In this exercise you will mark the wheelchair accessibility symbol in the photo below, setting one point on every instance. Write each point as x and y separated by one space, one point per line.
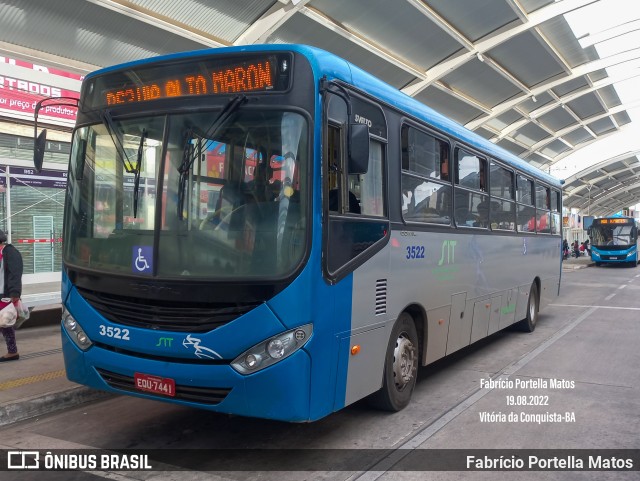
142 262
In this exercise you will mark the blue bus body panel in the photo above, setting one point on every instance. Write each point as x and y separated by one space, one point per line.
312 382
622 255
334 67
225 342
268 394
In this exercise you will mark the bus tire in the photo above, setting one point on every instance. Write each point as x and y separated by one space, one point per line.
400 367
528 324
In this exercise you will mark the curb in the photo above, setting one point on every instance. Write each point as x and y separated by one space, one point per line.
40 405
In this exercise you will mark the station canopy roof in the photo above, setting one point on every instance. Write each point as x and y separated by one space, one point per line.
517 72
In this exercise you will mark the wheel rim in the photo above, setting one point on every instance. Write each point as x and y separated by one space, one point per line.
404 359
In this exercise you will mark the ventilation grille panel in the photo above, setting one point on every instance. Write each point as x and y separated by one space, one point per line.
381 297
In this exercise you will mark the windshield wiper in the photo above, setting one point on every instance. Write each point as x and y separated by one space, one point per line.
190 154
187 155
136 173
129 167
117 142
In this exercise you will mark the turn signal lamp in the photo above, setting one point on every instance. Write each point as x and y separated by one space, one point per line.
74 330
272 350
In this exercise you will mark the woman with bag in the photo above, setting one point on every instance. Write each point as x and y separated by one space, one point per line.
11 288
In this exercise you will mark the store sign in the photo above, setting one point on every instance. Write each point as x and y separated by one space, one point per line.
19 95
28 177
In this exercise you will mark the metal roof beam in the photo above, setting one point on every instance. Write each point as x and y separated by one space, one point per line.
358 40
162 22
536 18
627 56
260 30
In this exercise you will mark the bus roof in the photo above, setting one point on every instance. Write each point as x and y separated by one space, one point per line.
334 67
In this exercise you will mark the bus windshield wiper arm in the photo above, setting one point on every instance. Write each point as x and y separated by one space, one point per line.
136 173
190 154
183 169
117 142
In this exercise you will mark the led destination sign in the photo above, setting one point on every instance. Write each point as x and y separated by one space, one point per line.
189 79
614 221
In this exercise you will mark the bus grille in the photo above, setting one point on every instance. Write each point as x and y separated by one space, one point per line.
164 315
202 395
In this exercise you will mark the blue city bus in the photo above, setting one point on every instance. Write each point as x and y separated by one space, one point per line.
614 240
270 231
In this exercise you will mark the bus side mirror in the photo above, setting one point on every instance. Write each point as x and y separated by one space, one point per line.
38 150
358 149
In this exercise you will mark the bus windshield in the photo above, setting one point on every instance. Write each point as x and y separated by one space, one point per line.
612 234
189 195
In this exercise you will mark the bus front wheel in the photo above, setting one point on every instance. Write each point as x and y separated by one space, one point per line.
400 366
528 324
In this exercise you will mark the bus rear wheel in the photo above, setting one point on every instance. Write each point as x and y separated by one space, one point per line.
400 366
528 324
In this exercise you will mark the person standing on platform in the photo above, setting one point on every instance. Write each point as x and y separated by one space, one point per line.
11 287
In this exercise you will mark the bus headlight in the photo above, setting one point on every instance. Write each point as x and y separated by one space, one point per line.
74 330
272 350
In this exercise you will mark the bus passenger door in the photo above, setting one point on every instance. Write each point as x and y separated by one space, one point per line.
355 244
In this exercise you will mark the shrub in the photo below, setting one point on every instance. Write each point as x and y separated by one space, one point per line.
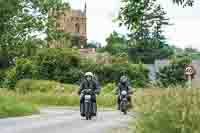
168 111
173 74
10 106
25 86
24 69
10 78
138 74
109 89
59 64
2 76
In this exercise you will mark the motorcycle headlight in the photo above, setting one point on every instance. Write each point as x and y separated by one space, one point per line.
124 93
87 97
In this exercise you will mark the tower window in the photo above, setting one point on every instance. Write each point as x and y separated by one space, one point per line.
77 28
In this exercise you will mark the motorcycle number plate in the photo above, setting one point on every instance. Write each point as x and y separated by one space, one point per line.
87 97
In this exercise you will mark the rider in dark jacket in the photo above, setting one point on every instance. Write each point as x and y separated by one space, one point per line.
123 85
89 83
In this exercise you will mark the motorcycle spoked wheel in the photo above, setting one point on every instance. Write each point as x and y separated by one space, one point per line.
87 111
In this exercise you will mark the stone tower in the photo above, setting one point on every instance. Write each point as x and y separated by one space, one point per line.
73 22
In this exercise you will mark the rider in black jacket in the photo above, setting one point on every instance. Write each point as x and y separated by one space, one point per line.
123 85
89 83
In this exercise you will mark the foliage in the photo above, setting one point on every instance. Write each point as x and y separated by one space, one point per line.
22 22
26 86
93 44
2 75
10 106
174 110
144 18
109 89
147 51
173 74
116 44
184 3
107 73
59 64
====
■ **WHAT YOU WILL DO**:
The required output is every line from the one that holds "In this exercise you will mark the rider in black" through the last line of the listing above, retyped exactly and with nothing else.

■ **SOLUTION FOR THIS TASK**:
In this exercise you will mark the rider in black jacket in the photo above, setting one point on every instance. Write each point as x and y separated by one space, one point per line.
123 85
89 83
In this exercise you will mark the foliage in the photo above, setting one point on every instance. Write each point as x and y separated by one space, one point per line.
22 22
26 86
93 44
2 75
10 106
174 110
144 18
109 89
147 51
173 74
116 44
184 3
107 73
59 64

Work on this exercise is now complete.